Start of EXTRACT

OWASP A7 Controversy

nVisium blog

nVisium Blog on A7 ( from web archive )

In April 2017 OWASP released it's first draft of OWASP top 10 i.e. OWASP Top 10 2017 RC1 . While all the items on the list were fine and backed by sufficient data except, A7 & A10 . There was a post by Brian Glas on nVisium's blog, who tried to find the reasoning behind it.

The OWASP Top 10-2017 is based primarily on 40+ data submissions from firms that specialize in application security and an industry survey that was completed by over 500 individuals. This data spans vulnerabilities gathered from hundreds of organizations and over 100,000 real-world applications and APIs. The Top 10 items are selected and prioritized according to this prevalence data, in combination with consensus estimates of exploitability, detectability, and impact.

So on diving deep into the dataset available for this RC1 draft, Brian Glas and the community found that there wasn't enough data to back A7 & A10. He further mentions that the only references he found about them were recommendations from a private company named 'Contrast'.

The only references I could find to A7 and A9 were recommendations from Contrast to add them to the Top 10.

End of EXTRACT
Start of ENTRIES SUPPLIED

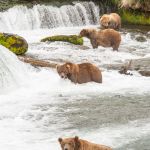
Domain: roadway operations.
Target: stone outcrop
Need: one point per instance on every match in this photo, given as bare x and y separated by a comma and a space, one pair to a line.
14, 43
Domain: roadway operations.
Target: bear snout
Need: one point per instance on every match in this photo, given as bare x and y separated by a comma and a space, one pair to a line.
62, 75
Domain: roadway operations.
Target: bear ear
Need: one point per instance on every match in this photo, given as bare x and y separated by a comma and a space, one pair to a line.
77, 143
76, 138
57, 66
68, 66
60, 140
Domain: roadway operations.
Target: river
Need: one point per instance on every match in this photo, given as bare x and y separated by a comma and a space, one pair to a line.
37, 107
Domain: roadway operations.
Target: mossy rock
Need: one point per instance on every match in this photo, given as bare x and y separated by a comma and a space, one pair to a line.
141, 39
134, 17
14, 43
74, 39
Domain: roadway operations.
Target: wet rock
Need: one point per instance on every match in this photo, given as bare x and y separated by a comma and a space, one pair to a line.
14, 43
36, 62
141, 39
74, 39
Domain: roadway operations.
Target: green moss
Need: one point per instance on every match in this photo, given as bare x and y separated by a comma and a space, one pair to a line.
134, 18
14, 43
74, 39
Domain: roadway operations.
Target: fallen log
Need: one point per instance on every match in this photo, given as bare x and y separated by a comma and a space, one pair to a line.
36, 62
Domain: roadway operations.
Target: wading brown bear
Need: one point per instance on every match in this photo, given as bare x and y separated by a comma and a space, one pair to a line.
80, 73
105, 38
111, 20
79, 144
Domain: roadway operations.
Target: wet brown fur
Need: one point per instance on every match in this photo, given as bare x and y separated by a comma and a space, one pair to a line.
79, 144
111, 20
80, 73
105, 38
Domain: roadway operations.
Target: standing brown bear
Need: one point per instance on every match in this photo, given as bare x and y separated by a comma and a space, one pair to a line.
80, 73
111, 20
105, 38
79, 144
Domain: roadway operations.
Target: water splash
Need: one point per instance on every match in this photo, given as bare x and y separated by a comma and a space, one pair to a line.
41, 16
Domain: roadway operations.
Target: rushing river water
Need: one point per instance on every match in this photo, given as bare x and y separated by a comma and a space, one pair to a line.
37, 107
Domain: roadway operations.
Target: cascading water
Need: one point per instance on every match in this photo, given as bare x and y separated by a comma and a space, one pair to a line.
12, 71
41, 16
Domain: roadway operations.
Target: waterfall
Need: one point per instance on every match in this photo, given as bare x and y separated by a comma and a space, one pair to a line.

End of ENTRIES SUPPLIED

*EXERCISE INSTRUCTIONS:* Copy out the full OWASP A7 controversy post above, word for word.

*WRITTEN RESPONSE:*
OWASP A7 Controversy

nVisium blog

nVisium Blog on A7 ( from web archive )

In April 2017 OWASP released it's first draft of OWASP top 10 i.e. OWASP Top 10 2017 RC1 . While all the items on the list were fine and backed by sufficient data except, A7 & A10 . There was a post by Brian Glas on nVisium's blog, who tried to find the reasoning behind it.

The OWASP Top 10-2017 is based primarily on 40+ data submissions from firms that specialize in application security and an industry survey that was completed by over 500 individuals. This data spans vulnerabilities gathered from hundreds of organizations and over 100,000 real-world applications and APIs. The Top 10 items are selected and prioritized according to this prevalence data, in combination with consensus estimates of exploitability, detectability, and impact.

So on diving deep into the dataset available for this RC1 draft, Brian Glas and the community found that there wasn't enough data to back A7 & A10. He further mentions that the only references he found about them were recommendations from a private company named 'Contrast'.

The only references I could find to A7 and A9 were recommendations from Contrast to add them to the Top 10.